:: Given records ::

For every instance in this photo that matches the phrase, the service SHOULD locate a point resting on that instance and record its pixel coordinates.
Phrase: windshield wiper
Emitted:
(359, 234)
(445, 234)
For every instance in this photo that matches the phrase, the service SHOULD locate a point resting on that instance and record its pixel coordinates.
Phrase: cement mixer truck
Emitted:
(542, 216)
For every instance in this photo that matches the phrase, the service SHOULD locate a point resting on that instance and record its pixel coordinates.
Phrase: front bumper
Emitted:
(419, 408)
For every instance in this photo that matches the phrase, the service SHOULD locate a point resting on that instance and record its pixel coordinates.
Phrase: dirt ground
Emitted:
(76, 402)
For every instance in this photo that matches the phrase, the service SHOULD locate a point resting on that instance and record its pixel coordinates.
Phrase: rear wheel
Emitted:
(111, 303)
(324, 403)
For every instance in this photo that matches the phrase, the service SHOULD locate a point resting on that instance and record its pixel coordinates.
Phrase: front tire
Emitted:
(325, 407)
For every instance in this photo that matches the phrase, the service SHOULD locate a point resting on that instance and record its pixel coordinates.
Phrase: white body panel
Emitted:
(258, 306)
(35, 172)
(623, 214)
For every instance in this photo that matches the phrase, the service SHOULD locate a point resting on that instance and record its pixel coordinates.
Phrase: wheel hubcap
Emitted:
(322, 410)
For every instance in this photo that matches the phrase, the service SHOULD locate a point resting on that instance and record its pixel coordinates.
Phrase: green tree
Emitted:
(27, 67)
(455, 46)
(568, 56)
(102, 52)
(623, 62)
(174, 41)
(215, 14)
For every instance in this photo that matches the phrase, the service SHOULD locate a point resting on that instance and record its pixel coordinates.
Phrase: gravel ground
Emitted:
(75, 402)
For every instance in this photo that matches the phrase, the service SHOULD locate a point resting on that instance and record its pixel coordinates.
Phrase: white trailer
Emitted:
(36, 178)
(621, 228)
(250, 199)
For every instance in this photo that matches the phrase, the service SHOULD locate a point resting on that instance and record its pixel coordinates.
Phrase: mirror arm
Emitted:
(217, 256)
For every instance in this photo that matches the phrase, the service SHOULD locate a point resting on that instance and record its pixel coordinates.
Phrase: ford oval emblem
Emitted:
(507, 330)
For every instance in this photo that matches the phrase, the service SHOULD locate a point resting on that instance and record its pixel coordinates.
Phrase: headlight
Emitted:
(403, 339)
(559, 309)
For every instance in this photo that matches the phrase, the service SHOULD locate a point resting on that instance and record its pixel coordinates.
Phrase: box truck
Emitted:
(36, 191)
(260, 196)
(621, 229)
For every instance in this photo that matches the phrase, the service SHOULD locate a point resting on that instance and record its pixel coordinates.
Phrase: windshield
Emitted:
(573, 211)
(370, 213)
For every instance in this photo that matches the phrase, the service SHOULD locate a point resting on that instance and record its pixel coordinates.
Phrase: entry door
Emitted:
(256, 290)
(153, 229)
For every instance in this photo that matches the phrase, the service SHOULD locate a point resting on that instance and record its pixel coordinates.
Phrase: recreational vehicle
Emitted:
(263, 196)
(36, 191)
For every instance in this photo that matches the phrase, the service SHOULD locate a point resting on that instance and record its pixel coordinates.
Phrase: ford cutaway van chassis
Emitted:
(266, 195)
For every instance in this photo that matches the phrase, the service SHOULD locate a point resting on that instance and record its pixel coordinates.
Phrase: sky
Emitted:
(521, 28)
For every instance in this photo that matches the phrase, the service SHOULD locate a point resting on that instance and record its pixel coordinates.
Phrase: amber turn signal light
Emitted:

:: Given request ::
Each record above should be returned exactly as it appears.

:: Completed task ::
For every instance in this photo that matches the phrase, the service SHOULD locate a point resting on that instance and record its pixel coordinates.
Phrase: windshield wiper
Emitted:
(359, 234)
(445, 234)
For every instance in this photo that matches the phrase, the service SHOULD locate a point resting on that instance and record its pixel coordinates.
Phrase: cement mixer truck
Emitted:
(542, 216)
For every instance in this photo that matches the phrase, the service SHOULD locate a point resting on that instance and record its pixel coordinates.
Phrase: front bumper
Emitted:
(419, 408)
For every instance in this photo that matches the phrase, the service SHOULD locate a point resting on that instance and record its pixel coordinates.
Phrase: dirt ground
Emitted:
(76, 402)
For every instance in this photo that matches the phrase, the service SHOULD locate a point resting on that instance and record its pixel coordinates.
Phrase: rear wheel
Emitted:
(111, 303)
(324, 403)
For every instance in this photo that matches the phrase, the service SHOULD locate a point resting on that instance and record its pixel coordinates.
Phrase: front tire
Emitted:
(325, 407)
For every instance in this photo that matches the phrase, the service SHOULD locate a point resting on that instance and record its pixel coordinates.
Phrase: white body panel
Emitted:
(258, 306)
(35, 172)
(623, 214)
For every instance in this photo that matches the phrase, the service SHOULD locate a point resting on that instance and record its pixel coordinates.
Phrase: wheel hubcap
Emitted:
(322, 410)
For every instance in this photo that matches the phrase, the service SHOULD locate a point resting on that instance and record its pixel coordinates.
Phrase: green tree
Emitted:
(27, 67)
(455, 46)
(568, 56)
(102, 52)
(623, 62)
(174, 41)
(215, 14)
For every instance in this photo that matches the phrase, the service SHOULD locate a point resting on that instance and record its pixel coordinates.
Phrase: gravel ground
Emitted:
(75, 402)
For every instance in this photo that matches the phrase, the service SHOULD locate a point resting on that instance and record its pixel coordinates.
Phrase: white trailer
Emitted:
(36, 178)
(621, 228)
(250, 199)
For every instance in this photo that matches the phrase, the service SHOULD locate a point resting on that instance and record its pixel coordinates.
Phrase: mirror arm
Emitted:
(217, 256)
For every instance in this photo that matches the phrase, the service SHOULD locate a point resting on that instance and record its pixel coordinates.
Phrase: ford oval emblem
Emitted:
(507, 330)
For every instance in this photo that matches the phrase, the service SHOULD locate a point resting on that instance and record its pixel coordinates.
Phrase: headlight
Emitted:
(403, 339)
(559, 309)
For every instance in this photo that matches the phrase, the service SHOULD locate a point resting on that instance and record its pixel coordinates.
Phrase: box truck
Emitted:
(36, 191)
(260, 196)
(621, 229)
For every instance in this photo that matches the phrase, the service SHOULD locate a point resting on that instance and record its pixel coordinates.
Phrase: windshield
Emitted:
(573, 211)
(370, 213)
For every instance in this photo that matches the phrase, the service SHOULD locate a point resting on that instance and record its pixel coordinates.
Phrase: entry door
Emitted:
(256, 290)
(153, 229)
For every instance in this photo that matches the phrase, the service SHOULD locate a point resting on that instance and record its pixel coordinates.
Phrase: recreational vehicle
Emitted:
(263, 196)
(36, 191)
For every instance in this photo that matches the phrase, the service SHOULD locate a point resting on that instance and record its pixel coordinates.
Phrase: ford cutaway van chassis
Emitted:
(266, 195)
For every instance in this photo that matches the phrase, the service SHOULD locate a point resting on that instance and record its pixel coordinates.
Phrase: sky
Emitted:
(521, 28)
For every instance in this photo that matches the phrase, the service SHOULD locate a point resting on that instance and record its pixel coordinates.
Phrase: amber turn signal light
Emitted:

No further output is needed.